**** EXCERPT PROVIDED

Everything is in its place, familiar, clear, unchanging. Just what Henrik needs and loves so much about his world.

The accident ended all of that and Henrik retired from a world he neither understood nor could bear. He dreamt of this day and he planned his revenge. However, it was not understanding which ate at him more than the revenge, and by the time Konrad returns Henrik is more interested in knowing; knowing what really happened. Reality for him is in memory, the creation not of facts, but of meanings, fitting things together in their place. It is in meaningfulness that things get their importance and value, not in the mere facts of events. Henrik needs to question Konrad and has no doubt he, too, will recognize his obligation in honor to satisfy this need of Henrik.

Henrik is obsessed by this radical division of people into two classes: those like himself who are rooted in reality as it is given in their surroundings, and those like Konrad who are driven by some other worldliness, especially music, emotion and individuality.

“That is why we were lonely even when we were with you. But because music spoke to both you and Krisztina, you could continue to communicate with each other even after all conversation between her and me had been silenced. I hate music." His voice rises, and for the first time this evening he speaks with a hoarse intensity. "I hate this incomprehensible, melodious language which select people can understand and use to say uninhibited, irregular things that are also probably indecent and immoral. Watch their faces and see how strangely they change when they're listening to music. You and Krisztina never sought out music -- I do not remember you ever playing four-handed together, you never sat down at the piano in front of Krisztina, at least not in my presence. Evidently her sense of tact and shame restrained her from listening to music with you while I was there. And because music's power is inexpressible, it seems t carry a larger danger in that it has the power to arose the deepest emotions in people who come together to listen to it and discover that it is their fate to belong to each other. Do you not agree?" "Yes, I do," says the guest.

Reading this book was a strange experience for me. I was utterly captivated by Sandor Marai’s writing, but despised the narrator and central character, the general Henrik. I found myself disliking nearly everything about him. But I couldn’t stop turning the pages. I think it is a great testimony to Marai’s ability to draw a reader into his world and I was reminded at times by the dark, even threatening, style of Joseph Konrad, and some of the darkness of a Franz Kafka, but not of the purposeful unclarity. General Henrik knows what he is after and what his world is about with an arrogant certainty.

I did feel a kinship with the thesis that Fydor Dostoyevsky reveals in the passage The Grand Inquisitor in his novel THE BROTHERS KARAMAZOV. Dostoyevsky and the general are on opposite sides of the dichotomy. The general divides the world by one’s response to music and deplores those, who like Konrad, respond, as do the few, with passion and abandon. Dostoyevsky divides the world into the few, with whom he sides, who take responsibility for themselves and embrace freedom, and he condemns the rest, the masses, who weakly and meekly allow others to usurp their freedom in exchange for comfort and ease in living and meaningfulness. Both authors separate the world neatly into to two groups, lumping people without much regard for any larger division by degree. I tend to want to embrace the freedom seekers of Dostoyevsky and deplore the traditionalism of the general.

What makes this novel so compelling is not the philosophical or psychological insights, those I found rather trivial. It is the alluring suspense of plot development, and the brilliance of Sandor Marai’s telling of the story. He has a wonderful control of prose, creating images that bring the world to life in strange and insightful ways.

********

**COMPLETE THE FOLLOWING**
A) Name every writer mentioned in the review above.
B) Does each statement agree with the review above? Answer yes or no for each and quote the words that decide it. (i) The reviewer considered the novel's philosophical and psychological insights trivial. (ii) Henrik says Konrad and Krisztina often played four-handed together. (iii) The reviewer sides with the general's traditionalism.
C) Copy out the part of the review above that starts at "Reading this book" and runs up to and including "an arrogant certainty.".

**** PROVIDED DATA

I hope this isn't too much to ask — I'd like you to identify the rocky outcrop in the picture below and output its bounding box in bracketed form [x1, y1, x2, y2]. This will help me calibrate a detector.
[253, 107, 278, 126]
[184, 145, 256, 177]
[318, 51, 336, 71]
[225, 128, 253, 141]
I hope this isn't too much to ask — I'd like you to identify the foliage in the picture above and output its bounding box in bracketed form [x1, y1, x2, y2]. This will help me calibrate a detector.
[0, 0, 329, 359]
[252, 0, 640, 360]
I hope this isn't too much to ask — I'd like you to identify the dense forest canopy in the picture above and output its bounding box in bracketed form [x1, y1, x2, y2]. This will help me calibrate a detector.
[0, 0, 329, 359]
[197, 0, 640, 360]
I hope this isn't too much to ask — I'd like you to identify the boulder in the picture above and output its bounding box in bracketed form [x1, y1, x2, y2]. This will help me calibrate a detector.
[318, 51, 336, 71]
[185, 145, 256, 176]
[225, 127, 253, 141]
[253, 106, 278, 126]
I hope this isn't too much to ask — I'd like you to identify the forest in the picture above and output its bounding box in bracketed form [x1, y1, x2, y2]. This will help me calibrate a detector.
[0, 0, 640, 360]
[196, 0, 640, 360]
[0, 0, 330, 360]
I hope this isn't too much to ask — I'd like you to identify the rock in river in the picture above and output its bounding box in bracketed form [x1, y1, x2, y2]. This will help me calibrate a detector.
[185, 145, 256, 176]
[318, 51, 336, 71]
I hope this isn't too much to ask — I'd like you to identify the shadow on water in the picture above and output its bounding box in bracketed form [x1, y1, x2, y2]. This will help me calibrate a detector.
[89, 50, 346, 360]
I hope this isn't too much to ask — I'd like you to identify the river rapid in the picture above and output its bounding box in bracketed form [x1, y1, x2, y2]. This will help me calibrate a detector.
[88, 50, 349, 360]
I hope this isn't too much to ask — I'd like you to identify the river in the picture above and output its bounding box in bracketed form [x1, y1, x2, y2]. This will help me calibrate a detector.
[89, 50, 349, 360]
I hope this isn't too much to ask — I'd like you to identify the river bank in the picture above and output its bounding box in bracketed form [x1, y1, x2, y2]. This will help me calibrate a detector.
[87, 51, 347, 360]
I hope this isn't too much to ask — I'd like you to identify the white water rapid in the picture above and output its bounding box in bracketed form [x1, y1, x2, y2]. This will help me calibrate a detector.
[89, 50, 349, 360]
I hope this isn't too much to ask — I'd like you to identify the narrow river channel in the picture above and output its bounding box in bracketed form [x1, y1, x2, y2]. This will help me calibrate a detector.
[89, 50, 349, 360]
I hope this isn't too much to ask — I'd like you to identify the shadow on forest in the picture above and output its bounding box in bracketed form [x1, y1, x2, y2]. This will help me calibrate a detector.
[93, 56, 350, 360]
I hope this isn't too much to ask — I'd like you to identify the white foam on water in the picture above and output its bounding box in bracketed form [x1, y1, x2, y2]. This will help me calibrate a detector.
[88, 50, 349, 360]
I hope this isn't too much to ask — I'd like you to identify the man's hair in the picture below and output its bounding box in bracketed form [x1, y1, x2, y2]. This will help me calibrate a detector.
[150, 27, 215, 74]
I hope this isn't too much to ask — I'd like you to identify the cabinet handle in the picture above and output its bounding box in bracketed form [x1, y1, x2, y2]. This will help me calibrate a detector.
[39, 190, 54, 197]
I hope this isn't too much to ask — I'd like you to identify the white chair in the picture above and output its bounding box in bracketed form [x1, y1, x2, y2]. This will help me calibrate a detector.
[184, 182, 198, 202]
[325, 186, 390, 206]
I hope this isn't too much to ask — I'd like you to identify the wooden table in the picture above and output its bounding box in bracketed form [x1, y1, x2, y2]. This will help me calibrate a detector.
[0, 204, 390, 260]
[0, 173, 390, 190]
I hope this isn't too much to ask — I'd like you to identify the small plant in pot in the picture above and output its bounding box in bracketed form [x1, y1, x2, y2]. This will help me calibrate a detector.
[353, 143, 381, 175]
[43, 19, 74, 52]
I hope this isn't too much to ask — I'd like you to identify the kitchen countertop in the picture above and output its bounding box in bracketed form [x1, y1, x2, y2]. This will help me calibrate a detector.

********

**ANSWER LIST**
A) Sandor Marai, Joseph Konrad, Franz Kafka, Fydor Dostoyevsky

B)
(i) Yes: "What makes this novel so compelling is not the philosophical or psychological insights, those I found rather trivial."
(ii) No: "I do not remember you ever playing four-handed together"
(iii) No: "I tend to want to embrace the freedom seekers of Dostoyevsky and deplore the traditionalism of the general."

C)
Reading this book was a strange experience for me. I was utterly captivated by Sandor Marai’s writing, but despised the narrator and central character, the general Henrik. I found myself disliking nearly everything about him. But I couldn’t stop turning the pages. I think it is a great testimony to Marai’s ability to draw a reader into his world and I was reminded at times by the dark, even threatening, style of Joseph Konrad, and some of the darkness of a Franz Kafka, but not of the purposeful unclarity. General Henrik knows what he is after and what his world is about with an arrogant certainty.